Named object pointing entries:
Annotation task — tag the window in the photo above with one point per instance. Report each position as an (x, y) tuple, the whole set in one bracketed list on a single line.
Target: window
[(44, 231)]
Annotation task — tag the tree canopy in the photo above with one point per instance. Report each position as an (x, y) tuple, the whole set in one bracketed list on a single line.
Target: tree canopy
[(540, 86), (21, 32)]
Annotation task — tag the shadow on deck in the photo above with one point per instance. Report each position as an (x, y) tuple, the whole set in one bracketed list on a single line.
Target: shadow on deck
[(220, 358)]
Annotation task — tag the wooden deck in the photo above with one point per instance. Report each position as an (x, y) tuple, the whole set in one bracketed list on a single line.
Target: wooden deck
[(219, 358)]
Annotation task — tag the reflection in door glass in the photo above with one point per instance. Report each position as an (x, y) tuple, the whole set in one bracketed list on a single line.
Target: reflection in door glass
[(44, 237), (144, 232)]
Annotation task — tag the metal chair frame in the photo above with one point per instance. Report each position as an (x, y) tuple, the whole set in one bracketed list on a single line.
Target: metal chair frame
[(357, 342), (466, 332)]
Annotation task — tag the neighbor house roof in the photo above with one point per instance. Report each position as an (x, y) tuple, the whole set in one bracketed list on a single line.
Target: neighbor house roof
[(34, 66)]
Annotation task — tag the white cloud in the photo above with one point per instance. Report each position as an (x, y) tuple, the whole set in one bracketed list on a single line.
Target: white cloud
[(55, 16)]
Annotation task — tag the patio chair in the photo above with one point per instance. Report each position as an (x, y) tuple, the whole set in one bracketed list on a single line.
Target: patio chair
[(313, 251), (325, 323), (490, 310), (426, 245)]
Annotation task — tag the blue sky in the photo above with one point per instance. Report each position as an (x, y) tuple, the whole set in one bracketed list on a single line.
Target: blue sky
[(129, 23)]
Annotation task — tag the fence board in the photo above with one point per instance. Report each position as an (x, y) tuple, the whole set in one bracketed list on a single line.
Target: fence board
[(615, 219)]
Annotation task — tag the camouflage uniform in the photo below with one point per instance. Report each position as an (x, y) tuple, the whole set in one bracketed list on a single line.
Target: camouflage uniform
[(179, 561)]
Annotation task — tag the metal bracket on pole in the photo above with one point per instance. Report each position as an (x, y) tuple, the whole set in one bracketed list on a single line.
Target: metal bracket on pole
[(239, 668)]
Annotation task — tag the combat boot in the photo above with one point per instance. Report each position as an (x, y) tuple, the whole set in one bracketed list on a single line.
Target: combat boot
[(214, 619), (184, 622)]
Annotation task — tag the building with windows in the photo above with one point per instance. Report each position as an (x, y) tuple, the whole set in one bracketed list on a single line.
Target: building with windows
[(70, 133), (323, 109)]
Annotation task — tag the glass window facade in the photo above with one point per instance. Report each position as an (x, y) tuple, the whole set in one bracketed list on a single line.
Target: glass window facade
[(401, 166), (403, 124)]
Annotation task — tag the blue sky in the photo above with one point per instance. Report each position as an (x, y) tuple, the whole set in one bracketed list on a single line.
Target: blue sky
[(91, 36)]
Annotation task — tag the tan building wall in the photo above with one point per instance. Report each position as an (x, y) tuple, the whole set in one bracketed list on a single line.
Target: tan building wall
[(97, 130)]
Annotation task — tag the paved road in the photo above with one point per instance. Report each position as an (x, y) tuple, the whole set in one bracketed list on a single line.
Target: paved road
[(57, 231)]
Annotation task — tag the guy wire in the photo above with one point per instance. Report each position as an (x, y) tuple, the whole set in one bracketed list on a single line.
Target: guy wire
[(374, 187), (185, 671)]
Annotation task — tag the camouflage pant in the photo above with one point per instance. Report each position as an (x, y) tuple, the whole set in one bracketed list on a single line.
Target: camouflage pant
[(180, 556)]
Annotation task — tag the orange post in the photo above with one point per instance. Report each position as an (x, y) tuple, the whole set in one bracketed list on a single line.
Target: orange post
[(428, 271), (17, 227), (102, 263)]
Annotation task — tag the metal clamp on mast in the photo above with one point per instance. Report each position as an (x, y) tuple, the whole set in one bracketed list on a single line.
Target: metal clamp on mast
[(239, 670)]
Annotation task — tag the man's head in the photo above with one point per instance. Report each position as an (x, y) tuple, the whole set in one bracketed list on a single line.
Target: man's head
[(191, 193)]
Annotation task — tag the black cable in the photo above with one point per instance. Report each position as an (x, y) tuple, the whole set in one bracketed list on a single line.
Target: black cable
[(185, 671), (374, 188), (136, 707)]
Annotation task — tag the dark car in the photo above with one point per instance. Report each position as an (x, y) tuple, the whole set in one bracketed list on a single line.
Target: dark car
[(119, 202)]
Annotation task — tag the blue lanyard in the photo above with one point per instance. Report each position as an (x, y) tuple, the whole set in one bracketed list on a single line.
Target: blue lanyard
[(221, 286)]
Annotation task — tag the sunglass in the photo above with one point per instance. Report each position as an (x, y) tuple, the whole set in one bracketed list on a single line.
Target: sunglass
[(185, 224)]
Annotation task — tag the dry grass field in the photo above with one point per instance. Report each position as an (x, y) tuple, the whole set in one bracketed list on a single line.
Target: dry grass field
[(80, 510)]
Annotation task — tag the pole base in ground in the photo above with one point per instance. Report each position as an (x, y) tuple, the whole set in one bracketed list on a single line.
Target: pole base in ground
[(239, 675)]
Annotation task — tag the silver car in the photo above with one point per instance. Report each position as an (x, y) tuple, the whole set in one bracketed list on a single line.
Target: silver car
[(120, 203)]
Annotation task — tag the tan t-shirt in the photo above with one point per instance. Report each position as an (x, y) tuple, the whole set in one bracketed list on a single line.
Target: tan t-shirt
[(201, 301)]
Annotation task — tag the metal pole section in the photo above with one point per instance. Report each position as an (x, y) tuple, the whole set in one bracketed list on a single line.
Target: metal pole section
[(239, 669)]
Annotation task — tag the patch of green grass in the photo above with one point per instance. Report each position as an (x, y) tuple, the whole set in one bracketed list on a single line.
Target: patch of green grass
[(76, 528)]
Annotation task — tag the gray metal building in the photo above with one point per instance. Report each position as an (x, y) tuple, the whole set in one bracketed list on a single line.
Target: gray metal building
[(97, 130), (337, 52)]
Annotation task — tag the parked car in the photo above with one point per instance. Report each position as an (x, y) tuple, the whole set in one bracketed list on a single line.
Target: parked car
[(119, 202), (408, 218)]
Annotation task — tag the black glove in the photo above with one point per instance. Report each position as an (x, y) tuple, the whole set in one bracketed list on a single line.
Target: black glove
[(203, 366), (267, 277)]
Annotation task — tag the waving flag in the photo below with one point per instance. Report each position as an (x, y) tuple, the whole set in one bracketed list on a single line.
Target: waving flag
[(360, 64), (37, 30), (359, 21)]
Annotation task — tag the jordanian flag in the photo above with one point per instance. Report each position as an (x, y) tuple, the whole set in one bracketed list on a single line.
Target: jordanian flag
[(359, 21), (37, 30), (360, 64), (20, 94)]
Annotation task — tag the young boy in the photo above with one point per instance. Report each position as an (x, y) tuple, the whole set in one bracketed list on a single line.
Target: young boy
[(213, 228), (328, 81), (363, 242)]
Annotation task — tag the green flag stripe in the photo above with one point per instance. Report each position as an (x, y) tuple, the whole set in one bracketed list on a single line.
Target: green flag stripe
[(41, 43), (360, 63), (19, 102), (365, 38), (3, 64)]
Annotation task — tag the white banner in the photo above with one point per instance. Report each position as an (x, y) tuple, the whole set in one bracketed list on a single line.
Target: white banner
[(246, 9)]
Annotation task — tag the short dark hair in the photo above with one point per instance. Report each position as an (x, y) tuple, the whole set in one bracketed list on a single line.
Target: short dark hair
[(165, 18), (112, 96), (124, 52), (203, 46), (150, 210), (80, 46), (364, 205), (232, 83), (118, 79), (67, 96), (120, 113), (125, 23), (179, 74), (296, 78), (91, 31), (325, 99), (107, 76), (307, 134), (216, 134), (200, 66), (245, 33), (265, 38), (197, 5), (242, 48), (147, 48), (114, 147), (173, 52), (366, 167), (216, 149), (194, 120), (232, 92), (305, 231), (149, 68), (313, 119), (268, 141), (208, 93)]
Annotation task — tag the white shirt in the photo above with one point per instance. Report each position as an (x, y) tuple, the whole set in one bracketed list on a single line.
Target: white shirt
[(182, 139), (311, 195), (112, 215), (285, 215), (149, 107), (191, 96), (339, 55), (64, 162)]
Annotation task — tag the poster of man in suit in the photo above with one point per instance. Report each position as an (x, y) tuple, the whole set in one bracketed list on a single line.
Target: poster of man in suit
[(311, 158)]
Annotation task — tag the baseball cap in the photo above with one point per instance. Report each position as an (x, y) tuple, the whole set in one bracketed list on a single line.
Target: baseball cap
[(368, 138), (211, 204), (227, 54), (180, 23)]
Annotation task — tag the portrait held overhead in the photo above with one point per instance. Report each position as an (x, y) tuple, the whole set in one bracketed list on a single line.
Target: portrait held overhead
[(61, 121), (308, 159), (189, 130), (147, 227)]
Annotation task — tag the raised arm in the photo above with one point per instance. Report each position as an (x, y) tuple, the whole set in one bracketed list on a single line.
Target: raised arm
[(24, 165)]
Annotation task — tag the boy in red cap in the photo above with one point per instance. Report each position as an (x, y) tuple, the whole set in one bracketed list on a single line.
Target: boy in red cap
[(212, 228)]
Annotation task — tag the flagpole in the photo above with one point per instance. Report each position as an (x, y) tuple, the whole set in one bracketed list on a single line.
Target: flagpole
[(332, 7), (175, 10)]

◆ **Work required**: Copy exactly, word for word, the line with "Annotation task — tag the baseball" through the final line of the listing.

◆ **Expected answer**:
Annotation task — tag the baseball cap in the photo above with one point per instance. Report each position as an (x, y) tuple, the whole set in one bracketed list on a single line.
Target: baseball cap
[(368, 138), (211, 204), (227, 54), (180, 23)]
Annotation task — tag the portrait held overhead in the photo above with one point per instance. Report each position as an (x, y) tuple, the whole set in one bracketed list on a single line.
Target: portrait held overhead
[(61, 121), (308, 159), (189, 130), (147, 227)]
Annotation task — tag the raised arm in the photo above with one point per instance. Report each position as an (x, y) tuple, the whole set in one bracketed list on a single line.
Target: raised arm
[(24, 165)]
Annotation task — tag the boy in red cap in the photo above with one point per instance. Report each position as an (x, y) tuple, the whole set in one bracketed list on a single line.
Target: boy in red cap
[(212, 228)]
Annotation task — tag the flagpole in the photo above with one point per instance. Report each position as an (x, y) tuple, the whole set in one bracketed list on a single line.
Target: flagpole
[(332, 7), (175, 10)]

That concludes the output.